- _Problem to solve_
Reproduce word for word the stretch of the Miles for Moffitt article from "TAMPA, Fla. —" through "this annual event.".

- _Quoted passage_
##########
After being virtual last year, Miles for Moffitt kicked off both in-person and virtually for the 2021 race.

TAMPA, Fla. — Starting from early hours of Saturday morning, people were lacing up their shoes and getting ready for the event they've waited for all year.

After being virtual last year, Miles for Moffitt kicked off both in-person and virtually for the 2021 race.

Road closures began at 6 a.m. allowing people to warm up and prepare for the first race that started at 8 a.m.

Packets were picked up in the Race Village located at Amalie Arena's Ford Thunder Alley which is also where the race results will be available later Saturday after the race ends.

People were able to register for the event up until 8 a.m. at the Miles for Moffitt website.

Moffitt reports more than 7,000 people showed up to the event, ready to participate in the different races.

As of now, $1,111,027 has been raised towards cancer research, which is the main goal for this annual event.

Here's a breakdown of how the races went:

Miles for Moffitt 10K Race

The 10K race started at exactly 8:10 a.m. with a large group of runners pushing forward past the starting line. The winner of the race crossed the finish line at 8:45 a.m.

Miles for Moffitt 5K Race

At 8:30 a.m., another group of runners started their 5K run, following not too far behind the first group of runners. The winner of the race took their last stride across the finish line at 8:47 a.m.

Miles for Moffitt 1K Race

A group of runners and walkers started their journey of the 1K race at exactly 9 a.m. and returned back across the finish line with smiles and enthusiasm. 

Miles for Moffitt Kids Dash

Kids, ages 8 and younger, all successfully crossed the start and finish line after having a mini dance party to prepare themselves for the 100-yard dash.

For one of the runners at Miles for Moffitt, it's a full-circle moment in more than one way. Dr. Blaise Mooney is a cancer survivor. In 2012, he was diagnosed with squamous cell carcinoma, a type of throat cancer.
##########
- _Dataset excerpt_
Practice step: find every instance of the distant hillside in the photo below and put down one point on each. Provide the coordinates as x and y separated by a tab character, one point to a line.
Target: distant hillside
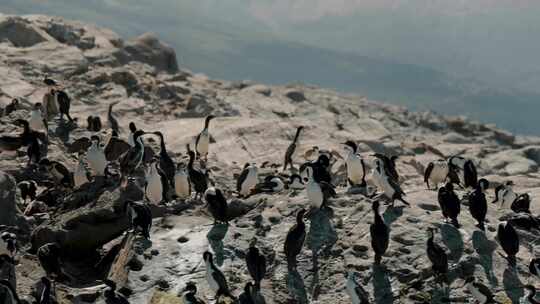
##########
- _Your response_
TAMPA, Fla. — Starting from early hours of Saturday morning, people were lacing up their shoes and getting ready for the event they've waited for all year.

After being virtual last year, Miles for Moffitt kicked off both in-person and virtually for the 2021 race.

Road closures began at 6 a.m. allowing people to warm up and prepare for the first race that started at 8 a.m.

Packets were picked up in the Race Village located at Amalie Arena's Ford Thunder Alley which is also where the race results will be available later Saturday after the race ends.

People were able to register for the event up until 8 a.m. at the Miles for Moffitt website.

Moffitt reports more than 7,000 people showed up to the event, ready to participate in the different races.

As of now, $1,111,027 has been raised towards cancer research, which is the main goal for this annual event.